[Stored items]
+++

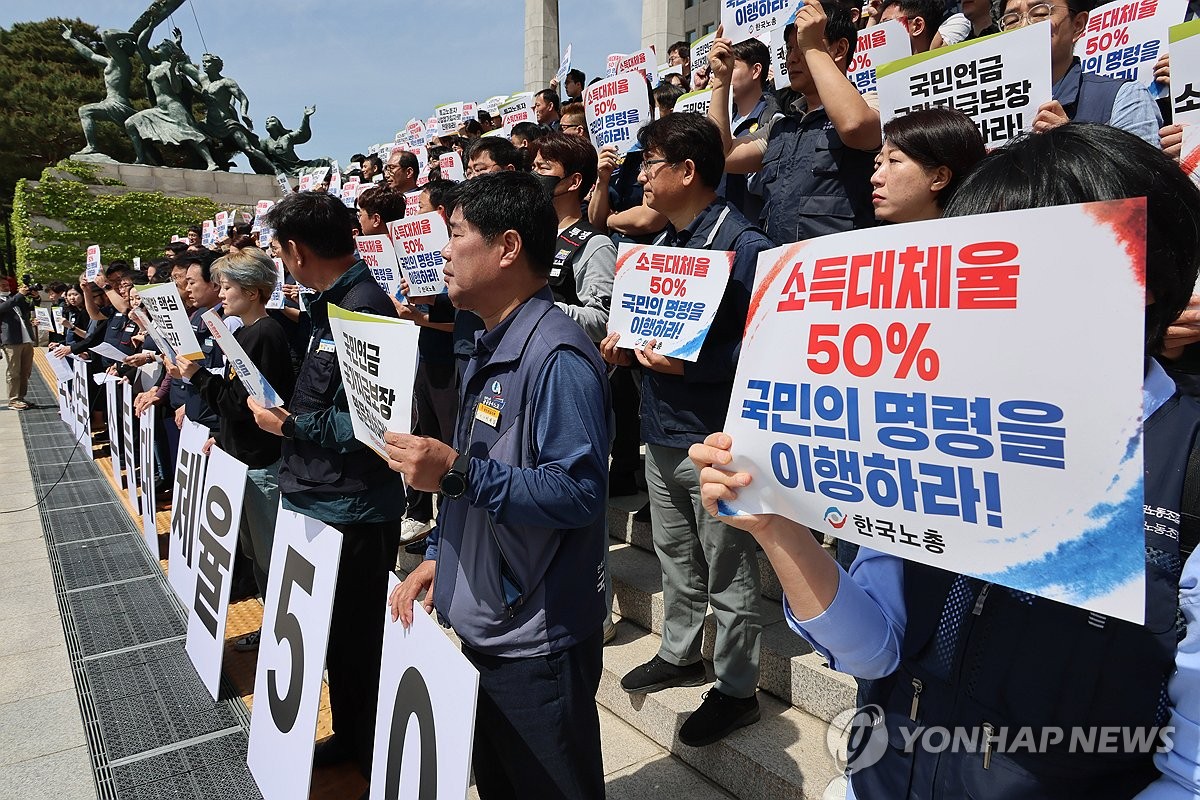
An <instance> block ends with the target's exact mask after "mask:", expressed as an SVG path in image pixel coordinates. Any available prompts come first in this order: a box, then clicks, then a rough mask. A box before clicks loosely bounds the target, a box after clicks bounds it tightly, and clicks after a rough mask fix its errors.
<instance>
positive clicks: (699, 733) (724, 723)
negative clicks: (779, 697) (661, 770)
mask: <svg viewBox="0 0 1200 800" xmlns="http://www.w3.org/2000/svg"><path fill="white" fill-rule="evenodd" d="M757 721H758V698H757V697H730V696H728V694H722V693H721V692H719V691H716V690H715V688H710V690H708V691H707V692H704V702H703V703H701V704H700V708H698V709H696V710H695V711H692V712H691V716H689V717H688V720H686V721H684V723H683V727H680V728H679V741H682V742H683V744H685V745H688V746H689V747H703V746H704V745H710V744H713V742H714V741H719V740H721V739H724V738H725V736H727V735H728V734H731V733H733V732H734V730H737V729H738V728H744V727H745V726H748V724H752V723H755V722H757Z"/></svg>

+++

→ **Directions for this task**:
Turn every line of the records into a JSON list of strings, one string per line, skipping blank lines. Leave the pictures out.

→ **Answer section**:
[
  "An <instance> block ends with the target's exact mask after \"mask:\", expressed as an SVG path in image pixel coordinates. Any available prompts come first in this order: a box, then clicks, then a rough mask. A box before clicks loosely bounds the target, a box after clicks bounds it tightly, and clicks after a rough mask fix its errors.",
  "<instance>",
  "positive clicks: (699, 733) (724, 723)",
  "negative clicks: (779, 697) (661, 770)",
  "mask: <svg viewBox=\"0 0 1200 800\" xmlns=\"http://www.w3.org/2000/svg\"><path fill=\"white\" fill-rule=\"evenodd\" d=\"M757 721H758V698H757V697H730V696H728V694H722V693H721V692H719V691H716V690H715V688H710V690H708V691H707V692H704V702H703V703H701V704H700V708H698V709H696V710H695V711H692V712H691V716H689V717H688V720H686V721H684V723H683V727H680V728H679V741H682V742H683V744H685V745H688V746H689V747H703V746H704V745H710V744H713V742H714V741H719V740H721V739H724V738H725V736H727V735H728V734H731V733H733V732H734V730H737V729H738V728H744V727H745V726H748V724H752V723H755V722H757Z\"/></svg>"
]